RECORDS PROVIDED >>
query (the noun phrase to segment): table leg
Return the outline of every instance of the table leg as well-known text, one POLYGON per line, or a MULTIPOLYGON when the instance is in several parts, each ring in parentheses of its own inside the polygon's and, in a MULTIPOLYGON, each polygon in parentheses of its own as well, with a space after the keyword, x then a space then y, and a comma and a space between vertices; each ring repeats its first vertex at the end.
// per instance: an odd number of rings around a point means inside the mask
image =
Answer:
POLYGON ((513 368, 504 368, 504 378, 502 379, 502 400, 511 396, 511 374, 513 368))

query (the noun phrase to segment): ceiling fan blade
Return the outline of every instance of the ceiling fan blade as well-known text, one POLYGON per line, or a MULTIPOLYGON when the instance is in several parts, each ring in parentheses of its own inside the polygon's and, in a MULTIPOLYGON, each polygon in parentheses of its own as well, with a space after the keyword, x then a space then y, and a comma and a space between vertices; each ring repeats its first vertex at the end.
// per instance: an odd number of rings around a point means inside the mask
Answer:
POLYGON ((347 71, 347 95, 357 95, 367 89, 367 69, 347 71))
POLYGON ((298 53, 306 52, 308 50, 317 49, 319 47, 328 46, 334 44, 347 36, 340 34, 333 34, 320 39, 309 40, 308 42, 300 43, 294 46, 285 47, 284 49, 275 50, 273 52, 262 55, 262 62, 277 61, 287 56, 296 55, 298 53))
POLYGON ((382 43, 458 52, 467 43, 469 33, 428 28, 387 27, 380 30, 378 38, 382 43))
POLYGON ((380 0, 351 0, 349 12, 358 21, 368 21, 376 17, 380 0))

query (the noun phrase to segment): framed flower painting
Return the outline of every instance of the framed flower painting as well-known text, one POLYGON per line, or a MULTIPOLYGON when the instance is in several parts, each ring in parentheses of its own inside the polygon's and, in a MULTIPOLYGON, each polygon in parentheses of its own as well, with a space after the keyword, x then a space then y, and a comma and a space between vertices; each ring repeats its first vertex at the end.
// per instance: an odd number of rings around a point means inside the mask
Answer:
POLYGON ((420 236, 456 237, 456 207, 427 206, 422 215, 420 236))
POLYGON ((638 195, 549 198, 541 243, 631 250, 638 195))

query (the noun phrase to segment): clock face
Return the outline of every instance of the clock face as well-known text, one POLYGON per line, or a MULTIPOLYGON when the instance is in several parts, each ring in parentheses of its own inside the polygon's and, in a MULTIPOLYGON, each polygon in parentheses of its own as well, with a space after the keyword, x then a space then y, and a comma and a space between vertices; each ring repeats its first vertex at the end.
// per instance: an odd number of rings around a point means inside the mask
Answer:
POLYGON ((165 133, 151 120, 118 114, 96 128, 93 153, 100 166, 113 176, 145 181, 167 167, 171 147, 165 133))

WHAT IS BEING ASKED >> Exact copy required. Repeat the material above in full.

ANSWER BELOW >>
query (the noun phrase to segment): table leg
Return the outline of every instance of the table leg as well-known text, one POLYGON per line, or a MULTIPOLYGON when the instance is in several parts, each ring in parentheses of its own inside the polygon's and, in a MULTIPOLYGON, each polygon in parentheses of its own as well, with a space after the keyword, x then a space then y, and a comma and a space between vertices; each ring repeats its first vertex at the end.
// per instance: an odd number of rings around a point means inside the mask
image =
Answer:
POLYGON ((513 368, 504 368, 504 378, 502 379, 502 400, 511 396, 511 374, 513 368))

query (the noun phrase to segment): ceiling fan blade
Return the outline of every instance of the ceiling fan blade as well-known text, one POLYGON per line, or a MULTIPOLYGON when the instance is in several parts, each ring in parentheses of its own inside the polygon's and, in a MULTIPOLYGON, each polygon in parentheses of its own as well, with a space after the keyword, x then a space then y, and a comma and a space between vertices; each ring repeats its first vertex at the end.
// per instance: an odd number of rings around a point means inside the mask
Answer:
POLYGON ((347 71, 347 95, 357 95, 367 89, 367 69, 347 71))
POLYGON ((298 53, 306 52, 308 50, 317 49, 319 47, 328 46, 334 44, 347 36, 340 34, 333 34, 320 39, 309 40, 308 42, 300 43, 294 46, 285 47, 284 49, 275 50, 273 52, 262 55, 262 62, 277 61, 287 56, 296 55, 298 53))
POLYGON ((382 43, 458 52, 467 43, 469 33, 428 28, 387 27, 380 30, 378 38, 382 43))
POLYGON ((380 0, 351 0, 349 12, 358 21, 368 21, 376 17, 380 0))

query (the noun phrase to segment): framed flower painting
Return the outline of every instance of the framed flower painting as well-known text, one POLYGON per line, or a MULTIPOLYGON when the instance is in several parts, each ring in parentheses of its own inside the polygon's and, in a MULTIPOLYGON, each polygon in parentheses of its own as well, with a space after the keyword, x then a space then y, and a comma and a space between vertices; each ring repeats its first vertex at the end.
// per instance: an odd number of rings around a point means inside the mask
Answer:
POLYGON ((420 236, 456 237, 456 207, 427 206, 422 215, 420 236))
POLYGON ((638 195, 549 198, 541 243, 631 250, 638 195))

query (the noun phrase to segment): clock face
Return the outline of every instance of the clock face as well-known text, one POLYGON per line, or a MULTIPOLYGON when the instance is in several parts, each ring in parentheses of its own inside the polygon's and, in a MULTIPOLYGON, each polygon in parentheses of its own as well, with a space after the keyword, x then a space then y, and a comma and a space between vertices; each ring repeats its first vertex at the end.
// per instance: an odd number of rings around a point means inside the mask
Answer:
POLYGON ((165 133, 151 120, 118 114, 96 128, 93 153, 100 166, 113 176, 145 181, 167 167, 171 147, 165 133))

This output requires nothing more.